ACTION ITEM » Take from the listing each line that has the string "rough".

RECORDED DATA »
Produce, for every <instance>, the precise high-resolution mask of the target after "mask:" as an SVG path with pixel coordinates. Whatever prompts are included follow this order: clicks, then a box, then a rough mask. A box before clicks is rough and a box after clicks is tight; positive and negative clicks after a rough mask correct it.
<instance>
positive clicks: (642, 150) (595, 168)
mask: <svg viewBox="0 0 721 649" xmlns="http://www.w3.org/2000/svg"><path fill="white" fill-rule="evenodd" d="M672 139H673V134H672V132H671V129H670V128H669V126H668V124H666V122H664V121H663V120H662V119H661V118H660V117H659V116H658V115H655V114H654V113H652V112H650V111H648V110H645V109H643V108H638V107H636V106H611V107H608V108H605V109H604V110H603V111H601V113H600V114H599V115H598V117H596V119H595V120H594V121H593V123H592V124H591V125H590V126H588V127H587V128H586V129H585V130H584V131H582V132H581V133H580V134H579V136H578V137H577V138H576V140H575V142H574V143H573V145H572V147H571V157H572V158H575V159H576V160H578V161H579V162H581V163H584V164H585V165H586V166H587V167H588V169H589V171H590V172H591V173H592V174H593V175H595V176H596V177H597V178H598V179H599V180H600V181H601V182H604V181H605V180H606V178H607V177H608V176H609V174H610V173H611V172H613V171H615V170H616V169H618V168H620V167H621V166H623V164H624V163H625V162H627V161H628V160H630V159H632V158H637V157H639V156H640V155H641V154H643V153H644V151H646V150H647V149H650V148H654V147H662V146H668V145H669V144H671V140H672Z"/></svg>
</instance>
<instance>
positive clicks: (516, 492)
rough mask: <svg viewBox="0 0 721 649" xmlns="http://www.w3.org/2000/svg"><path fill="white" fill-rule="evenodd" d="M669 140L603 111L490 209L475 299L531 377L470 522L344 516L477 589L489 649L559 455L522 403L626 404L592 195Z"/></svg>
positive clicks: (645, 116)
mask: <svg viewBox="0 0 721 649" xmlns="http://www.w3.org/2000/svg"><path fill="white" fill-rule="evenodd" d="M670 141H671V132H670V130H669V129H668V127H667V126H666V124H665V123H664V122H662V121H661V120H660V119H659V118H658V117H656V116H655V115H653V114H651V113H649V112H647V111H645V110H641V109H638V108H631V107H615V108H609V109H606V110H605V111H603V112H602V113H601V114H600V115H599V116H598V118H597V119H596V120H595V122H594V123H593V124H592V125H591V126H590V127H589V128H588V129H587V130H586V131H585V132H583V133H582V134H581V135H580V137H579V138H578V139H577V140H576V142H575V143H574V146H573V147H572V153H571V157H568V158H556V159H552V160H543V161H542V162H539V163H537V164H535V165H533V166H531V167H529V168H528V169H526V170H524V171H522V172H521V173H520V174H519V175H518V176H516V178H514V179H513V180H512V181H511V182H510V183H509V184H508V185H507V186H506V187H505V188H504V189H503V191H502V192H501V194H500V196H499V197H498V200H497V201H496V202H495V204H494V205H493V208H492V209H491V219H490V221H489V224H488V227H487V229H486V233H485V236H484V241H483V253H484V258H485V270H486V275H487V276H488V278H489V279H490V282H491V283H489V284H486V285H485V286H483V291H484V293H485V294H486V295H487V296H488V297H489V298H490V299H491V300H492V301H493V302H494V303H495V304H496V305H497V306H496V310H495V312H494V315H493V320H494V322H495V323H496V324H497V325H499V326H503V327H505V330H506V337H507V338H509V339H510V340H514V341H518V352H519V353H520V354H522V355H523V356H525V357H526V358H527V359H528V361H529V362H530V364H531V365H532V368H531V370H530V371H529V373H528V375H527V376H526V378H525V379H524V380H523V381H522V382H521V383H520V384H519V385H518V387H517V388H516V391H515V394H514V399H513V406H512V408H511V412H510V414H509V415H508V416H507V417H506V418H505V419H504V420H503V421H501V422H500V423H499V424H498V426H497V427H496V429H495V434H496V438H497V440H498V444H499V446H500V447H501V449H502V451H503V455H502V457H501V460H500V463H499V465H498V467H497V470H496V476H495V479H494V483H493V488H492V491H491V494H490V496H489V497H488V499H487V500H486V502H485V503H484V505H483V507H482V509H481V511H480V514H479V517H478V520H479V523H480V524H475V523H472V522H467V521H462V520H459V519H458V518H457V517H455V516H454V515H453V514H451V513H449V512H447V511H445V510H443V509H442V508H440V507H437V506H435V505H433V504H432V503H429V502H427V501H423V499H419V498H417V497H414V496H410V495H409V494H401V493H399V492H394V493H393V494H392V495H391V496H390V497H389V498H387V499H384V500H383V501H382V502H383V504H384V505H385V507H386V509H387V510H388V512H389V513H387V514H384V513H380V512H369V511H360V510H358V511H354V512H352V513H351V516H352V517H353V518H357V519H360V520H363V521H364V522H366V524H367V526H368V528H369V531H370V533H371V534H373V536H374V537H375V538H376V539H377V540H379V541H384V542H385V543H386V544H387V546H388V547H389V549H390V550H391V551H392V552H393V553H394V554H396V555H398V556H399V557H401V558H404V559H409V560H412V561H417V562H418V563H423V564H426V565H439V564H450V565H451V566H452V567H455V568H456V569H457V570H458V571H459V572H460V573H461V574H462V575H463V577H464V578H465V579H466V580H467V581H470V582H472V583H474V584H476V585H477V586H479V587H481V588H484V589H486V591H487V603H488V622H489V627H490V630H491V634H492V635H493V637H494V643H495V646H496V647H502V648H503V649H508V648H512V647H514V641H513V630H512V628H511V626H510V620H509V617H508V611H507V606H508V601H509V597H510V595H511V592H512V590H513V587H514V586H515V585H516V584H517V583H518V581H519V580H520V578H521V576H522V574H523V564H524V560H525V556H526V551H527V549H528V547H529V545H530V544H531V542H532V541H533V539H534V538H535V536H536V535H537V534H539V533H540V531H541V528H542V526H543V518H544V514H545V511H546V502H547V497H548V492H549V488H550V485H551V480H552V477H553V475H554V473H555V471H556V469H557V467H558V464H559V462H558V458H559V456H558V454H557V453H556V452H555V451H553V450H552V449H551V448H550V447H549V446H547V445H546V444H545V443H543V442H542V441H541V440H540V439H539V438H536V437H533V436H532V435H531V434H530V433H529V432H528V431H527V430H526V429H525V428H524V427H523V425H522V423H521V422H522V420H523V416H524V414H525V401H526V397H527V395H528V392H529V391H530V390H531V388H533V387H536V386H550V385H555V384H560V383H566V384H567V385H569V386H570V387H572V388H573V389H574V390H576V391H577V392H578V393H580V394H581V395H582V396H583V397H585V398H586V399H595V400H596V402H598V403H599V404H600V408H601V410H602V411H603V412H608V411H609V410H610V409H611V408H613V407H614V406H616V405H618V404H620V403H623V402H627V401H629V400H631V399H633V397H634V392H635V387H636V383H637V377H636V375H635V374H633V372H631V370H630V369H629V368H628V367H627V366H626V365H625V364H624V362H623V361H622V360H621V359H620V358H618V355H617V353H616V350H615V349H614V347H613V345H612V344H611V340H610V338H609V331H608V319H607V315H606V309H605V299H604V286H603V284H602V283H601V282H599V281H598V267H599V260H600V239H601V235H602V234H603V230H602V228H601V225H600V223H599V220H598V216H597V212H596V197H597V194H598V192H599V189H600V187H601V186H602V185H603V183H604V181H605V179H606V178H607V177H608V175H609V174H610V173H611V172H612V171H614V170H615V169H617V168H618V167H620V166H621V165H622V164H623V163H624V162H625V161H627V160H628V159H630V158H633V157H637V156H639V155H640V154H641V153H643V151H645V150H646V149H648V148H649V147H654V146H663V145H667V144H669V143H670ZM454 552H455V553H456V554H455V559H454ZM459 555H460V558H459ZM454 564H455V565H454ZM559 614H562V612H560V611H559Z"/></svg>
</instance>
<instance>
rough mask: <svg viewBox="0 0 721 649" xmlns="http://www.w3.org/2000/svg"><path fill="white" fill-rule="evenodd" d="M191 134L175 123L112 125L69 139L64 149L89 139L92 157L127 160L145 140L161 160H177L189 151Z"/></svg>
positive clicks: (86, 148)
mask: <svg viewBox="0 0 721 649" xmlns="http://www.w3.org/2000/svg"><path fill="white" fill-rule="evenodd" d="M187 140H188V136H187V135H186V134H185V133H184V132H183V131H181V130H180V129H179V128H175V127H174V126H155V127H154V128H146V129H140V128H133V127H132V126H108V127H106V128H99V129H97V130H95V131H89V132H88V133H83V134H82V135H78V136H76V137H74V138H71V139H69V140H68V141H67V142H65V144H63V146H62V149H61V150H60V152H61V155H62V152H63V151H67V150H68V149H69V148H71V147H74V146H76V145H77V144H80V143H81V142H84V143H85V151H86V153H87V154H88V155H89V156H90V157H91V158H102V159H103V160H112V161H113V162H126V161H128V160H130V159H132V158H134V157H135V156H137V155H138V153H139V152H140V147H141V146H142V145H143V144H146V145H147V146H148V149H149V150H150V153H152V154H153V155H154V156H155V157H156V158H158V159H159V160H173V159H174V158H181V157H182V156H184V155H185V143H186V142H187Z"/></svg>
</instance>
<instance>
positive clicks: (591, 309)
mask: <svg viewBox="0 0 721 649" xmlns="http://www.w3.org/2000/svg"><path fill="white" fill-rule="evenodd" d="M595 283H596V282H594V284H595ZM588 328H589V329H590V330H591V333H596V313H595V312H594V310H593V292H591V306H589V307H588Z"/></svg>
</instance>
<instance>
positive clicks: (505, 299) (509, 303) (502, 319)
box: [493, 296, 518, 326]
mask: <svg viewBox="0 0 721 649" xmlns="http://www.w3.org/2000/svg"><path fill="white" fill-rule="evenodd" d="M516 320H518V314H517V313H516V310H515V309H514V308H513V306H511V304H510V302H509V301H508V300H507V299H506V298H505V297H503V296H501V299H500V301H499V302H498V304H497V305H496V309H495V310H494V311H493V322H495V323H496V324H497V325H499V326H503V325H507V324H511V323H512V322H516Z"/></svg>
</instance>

PROBLEM SOLUTION »
Produce, for every <instance>, the precise high-resolution mask of the target after "mask:" as an SVG path with pixel coordinates. Whatever prompts are included follow this order: clicks, then a box, then a rough mask. A box before clicks is rough and a box after clicks is tight; positive and negative clicks after a rough mask correct it.
rough mask: <svg viewBox="0 0 721 649" xmlns="http://www.w3.org/2000/svg"><path fill="white" fill-rule="evenodd" d="M669 140L603 111L490 209L475 299L531 377L470 522L344 516L477 589L489 649L559 455L522 403L626 404L592 195Z"/></svg>
rough mask: <svg viewBox="0 0 721 649" xmlns="http://www.w3.org/2000/svg"><path fill="white" fill-rule="evenodd" d="M191 134L175 123L112 125L69 139L64 149L89 139L92 157L127 160L145 140L161 160H177L189 151Z"/></svg>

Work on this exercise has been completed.